╭──
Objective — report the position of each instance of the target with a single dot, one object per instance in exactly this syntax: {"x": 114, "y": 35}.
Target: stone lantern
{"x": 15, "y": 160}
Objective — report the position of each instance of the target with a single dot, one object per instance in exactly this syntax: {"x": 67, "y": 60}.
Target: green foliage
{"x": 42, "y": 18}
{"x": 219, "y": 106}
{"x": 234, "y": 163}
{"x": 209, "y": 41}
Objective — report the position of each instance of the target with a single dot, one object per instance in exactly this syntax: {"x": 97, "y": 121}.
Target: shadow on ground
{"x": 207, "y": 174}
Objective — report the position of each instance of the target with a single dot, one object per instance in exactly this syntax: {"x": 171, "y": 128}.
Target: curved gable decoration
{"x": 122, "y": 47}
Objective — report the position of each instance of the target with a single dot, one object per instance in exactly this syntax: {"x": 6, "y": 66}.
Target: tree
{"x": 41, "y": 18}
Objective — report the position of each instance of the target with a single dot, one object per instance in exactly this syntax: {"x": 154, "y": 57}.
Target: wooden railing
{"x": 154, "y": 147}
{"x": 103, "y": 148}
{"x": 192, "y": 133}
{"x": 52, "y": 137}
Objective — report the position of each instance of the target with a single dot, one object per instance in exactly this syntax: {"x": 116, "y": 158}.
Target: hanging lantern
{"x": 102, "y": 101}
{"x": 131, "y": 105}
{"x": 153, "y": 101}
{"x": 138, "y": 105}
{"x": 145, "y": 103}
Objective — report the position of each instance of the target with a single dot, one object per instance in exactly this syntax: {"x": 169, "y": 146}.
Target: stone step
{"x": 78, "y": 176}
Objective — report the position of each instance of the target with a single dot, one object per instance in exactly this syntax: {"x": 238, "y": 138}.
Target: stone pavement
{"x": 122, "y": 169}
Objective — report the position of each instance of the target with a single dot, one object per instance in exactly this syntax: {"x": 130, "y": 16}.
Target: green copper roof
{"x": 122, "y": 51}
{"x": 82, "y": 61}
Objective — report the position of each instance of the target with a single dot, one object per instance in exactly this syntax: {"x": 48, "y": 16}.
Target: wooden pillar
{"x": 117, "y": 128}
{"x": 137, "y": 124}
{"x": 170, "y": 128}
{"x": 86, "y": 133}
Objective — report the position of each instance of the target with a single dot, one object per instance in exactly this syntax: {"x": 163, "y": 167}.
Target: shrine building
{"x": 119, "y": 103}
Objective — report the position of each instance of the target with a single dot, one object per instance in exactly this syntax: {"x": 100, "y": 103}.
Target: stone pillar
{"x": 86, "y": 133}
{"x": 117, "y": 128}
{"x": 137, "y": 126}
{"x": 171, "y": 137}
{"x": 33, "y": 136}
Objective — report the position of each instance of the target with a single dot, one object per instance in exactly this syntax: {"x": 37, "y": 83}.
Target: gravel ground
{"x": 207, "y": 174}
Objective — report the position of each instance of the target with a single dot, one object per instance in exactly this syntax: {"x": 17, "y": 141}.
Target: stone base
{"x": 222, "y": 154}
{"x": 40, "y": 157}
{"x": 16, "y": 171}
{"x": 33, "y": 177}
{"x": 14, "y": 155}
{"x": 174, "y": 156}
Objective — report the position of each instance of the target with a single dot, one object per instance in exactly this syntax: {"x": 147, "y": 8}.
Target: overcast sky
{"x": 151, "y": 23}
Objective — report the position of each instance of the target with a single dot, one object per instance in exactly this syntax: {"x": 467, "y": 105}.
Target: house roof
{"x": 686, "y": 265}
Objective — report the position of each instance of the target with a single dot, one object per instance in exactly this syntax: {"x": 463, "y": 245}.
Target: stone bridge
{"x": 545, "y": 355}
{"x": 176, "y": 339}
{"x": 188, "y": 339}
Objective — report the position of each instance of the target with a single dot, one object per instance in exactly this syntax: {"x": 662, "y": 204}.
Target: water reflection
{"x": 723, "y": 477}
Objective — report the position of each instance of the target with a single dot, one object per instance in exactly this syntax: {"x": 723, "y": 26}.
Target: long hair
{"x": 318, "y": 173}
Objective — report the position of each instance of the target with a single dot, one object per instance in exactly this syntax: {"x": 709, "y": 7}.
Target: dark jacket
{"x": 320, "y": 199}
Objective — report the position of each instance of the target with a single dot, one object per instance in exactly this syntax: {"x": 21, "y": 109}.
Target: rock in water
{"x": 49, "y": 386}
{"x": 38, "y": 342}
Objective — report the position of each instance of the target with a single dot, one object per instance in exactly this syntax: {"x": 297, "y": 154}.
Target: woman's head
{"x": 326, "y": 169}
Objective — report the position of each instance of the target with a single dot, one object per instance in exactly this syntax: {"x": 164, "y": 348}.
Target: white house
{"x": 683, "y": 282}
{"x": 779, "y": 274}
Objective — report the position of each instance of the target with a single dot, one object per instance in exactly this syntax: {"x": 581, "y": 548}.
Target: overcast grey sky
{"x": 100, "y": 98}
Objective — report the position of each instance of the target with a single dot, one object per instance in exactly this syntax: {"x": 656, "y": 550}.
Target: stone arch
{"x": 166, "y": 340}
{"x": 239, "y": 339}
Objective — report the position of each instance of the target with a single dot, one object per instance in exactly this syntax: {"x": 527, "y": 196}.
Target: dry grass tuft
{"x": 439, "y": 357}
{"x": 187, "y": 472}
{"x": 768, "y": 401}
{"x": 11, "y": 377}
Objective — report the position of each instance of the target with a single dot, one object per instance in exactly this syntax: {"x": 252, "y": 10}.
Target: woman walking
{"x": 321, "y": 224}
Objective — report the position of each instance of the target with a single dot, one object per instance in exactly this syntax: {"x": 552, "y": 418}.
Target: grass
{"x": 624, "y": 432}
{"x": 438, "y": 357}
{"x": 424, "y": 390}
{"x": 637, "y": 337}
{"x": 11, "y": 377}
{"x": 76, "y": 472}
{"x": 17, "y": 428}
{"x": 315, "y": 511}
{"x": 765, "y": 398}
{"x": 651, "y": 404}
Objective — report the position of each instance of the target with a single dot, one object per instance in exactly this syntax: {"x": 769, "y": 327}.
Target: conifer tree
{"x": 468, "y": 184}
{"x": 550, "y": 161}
╰──
= Task =
Your job is to reproduce the data in full, with every line intact.

= Answer =
Objective — report the position of each instance of the target with a single dot, one object per instance in exactly this syntax: {"x": 114, "y": 35}.
Target: stone lantern
{"x": 15, "y": 160}
Objective — report the position of each instance of the target with a single dot, one object per instance in exactly this syntax: {"x": 67, "y": 60}.
Target: green foliage
{"x": 42, "y": 18}
{"x": 219, "y": 106}
{"x": 234, "y": 163}
{"x": 209, "y": 41}
Objective — report the position of each instance of the target with a single dot, one object per instance in exactly this syntax: {"x": 97, "y": 121}.
Target: shadow on ground
{"x": 207, "y": 174}
Objective — report the position of each instance of the target with a single dot, one object per instance in exactly this syntax: {"x": 171, "y": 128}.
Target: curved gable decoration
{"x": 122, "y": 47}
Objective — report the position of each instance of the target with a single dot, one object per instance in exactly this syntax: {"x": 6, "y": 66}.
Target: tree
{"x": 41, "y": 18}
Objective — report the position of each instance of the target with a single dot, one object per instance in exactly this syntax: {"x": 154, "y": 57}.
Target: wooden railing
{"x": 154, "y": 147}
{"x": 103, "y": 148}
{"x": 192, "y": 133}
{"x": 52, "y": 137}
Objective — report the position of each instance of the target with a single dot, one object per instance in exactly this syntax: {"x": 116, "y": 158}.
Target: hanging lantern
{"x": 102, "y": 101}
{"x": 131, "y": 105}
{"x": 153, "y": 101}
{"x": 138, "y": 105}
{"x": 145, "y": 103}
Objective — report the position of each instance of the target with a single dot, one object per instance in exactly this syntax: {"x": 169, "y": 146}.
Target: stone step
{"x": 78, "y": 176}
Objective — report the position of each instance of the target with a single dot, one object per instance in exactly this syntax: {"x": 238, "y": 138}.
Target: stone pavement
{"x": 122, "y": 169}
Objective — report the position of each instance of the target with a single dot, one object per instance in exactly this syntax: {"x": 130, "y": 16}.
Target: green copper roof
{"x": 122, "y": 51}
{"x": 82, "y": 61}
Objective — report the position of each instance of the target with a single dot, one object per instance in exactly this syntax: {"x": 48, "y": 16}.
Target: wooden pillar
{"x": 117, "y": 128}
{"x": 137, "y": 124}
{"x": 170, "y": 128}
{"x": 86, "y": 133}
Objective — report the position of each instance of the target with a single dot, one object per instance in exactly this syntax: {"x": 163, "y": 167}.
Target: shrine building
{"x": 119, "y": 103}
Objective — report the position of each instance of the target with a single dot, one object per instance in exactly this syntax: {"x": 100, "y": 103}.
Target: stone pillar
{"x": 86, "y": 133}
{"x": 117, "y": 128}
{"x": 137, "y": 126}
{"x": 171, "y": 137}
{"x": 33, "y": 136}
Objective — report the position of each instance of the target with a single dot, one object per instance in exactly this syntax: {"x": 37, "y": 83}.
Target: gravel ground
{"x": 207, "y": 174}
Objective — report the position of each instance of the target with a single dot, one object per instance in exactly this syntax: {"x": 17, "y": 141}.
Target: stone base
{"x": 222, "y": 154}
{"x": 40, "y": 157}
{"x": 16, "y": 171}
{"x": 33, "y": 177}
{"x": 14, "y": 155}
{"x": 174, "y": 156}
Objective — report the position of each instance of the target with a single dot, one object per instance in exactly this syntax: {"x": 147, "y": 8}.
Target: overcast sky
{"x": 151, "y": 23}
Objective — report the position of each instance of the target with a single dot, one object per instance in exactly this syntax: {"x": 467, "y": 105}.
Target: house roof
{"x": 686, "y": 265}
Objective — report the position of each instance of the target with a single dot, one object per instance in exactly this syntax: {"x": 463, "y": 245}.
Target: stone bridge
{"x": 545, "y": 355}
{"x": 176, "y": 339}
{"x": 188, "y": 339}
Objective — report the position of each instance of the target with a single dot, one object per instance in exactly this syntax: {"x": 662, "y": 204}.
Target: water reflection
{"x": 723, "y": 477}
Objective — report the position of each instance of the target with a single dot, one object per instance in exactly this syntax: {"x": 723, "y": 26}.
Target: long hair
{"x": 318, "y": 173}
Objective — report the position of each instance of the target with a single dot, one object per instance in exactly this syntax: {"x": 709, "y": 7}.
Target: dark jacket
{"x": 320, "y": 199}
Objective — report the position of each instance of the target with a single dot, one object per instance in exactly this syntax: {"x": 21, "y": 109}.
Target: rock in water
{"x": 49, "y": 386}
{"x": 38, "y": 342}
Objective — report the position of each instance of the target with a single dot, one object per instance in exactly this syntax: {"x": 297, "y": 154}.
Target: woman's head
{"x": 326, "y": 169}
Objective — report the position of each instance of the target with a single dot, one object per instance in exactly this syntax: {"x": 164, "y": 348}.
Target: white house
{"x": 683, "y": 282}
{"x": 779, "y": 274}
Objective — report the position of each instance of the target with a single dot, one object per instance in exactly this syntax: {"x": 581, "y": 548}.
Target: overcast grey sky
{"x": 100, "y": 98}
Objective — report the position of each instance of the target with a single dot, one object per instance in exactly this syntax: {"x": 656, "y": 550}.
Target: stone arch
{"x": 166, "y": 340}
{"x": 239, "y": 339}
Objective — report the position of each instance of the target with a single dot, one object per instance in exactly this syntax: {"x": 527, "y": 196}.
Target: dry grass tuft
{"x": 439, "y": 357}
{"x": 187, "y": 472}
{"x": 768, "y": 401}
{"x": 11, "y": 377}
Objective — report the position of each instance of the target with a single dot, one object per instance in exactly this syntax: {"x": 252, "y": 10}.
Target: woman walking
{"x": 321, "y": 224}
Objective — report the position of each instance of the target with a single dot, one object per instance in exactly this syntax: {"x": 552, "y": 418}.
Target: grass
{"x": 624, "y": 432}
{"x": 438, "y": 357}
{"x": 424, "y": 390}
{"x": 637, "y": 337}
{"x": 11, "y": 377}
{"x": 76, "y": 472}
{"x": 17, "y": 428}
{"x": 315, "y": 511}
{"x": 765, "y": 398}
{"x": 651, "y": 404}
Objective — report the position of each instance of the target with a single dot, one object per instance in exactly this syntax: {"x": 769, "y": 327}.
Target: conifer tree
{"x": 468, "y": 184}
{"x": 550, "y": 161}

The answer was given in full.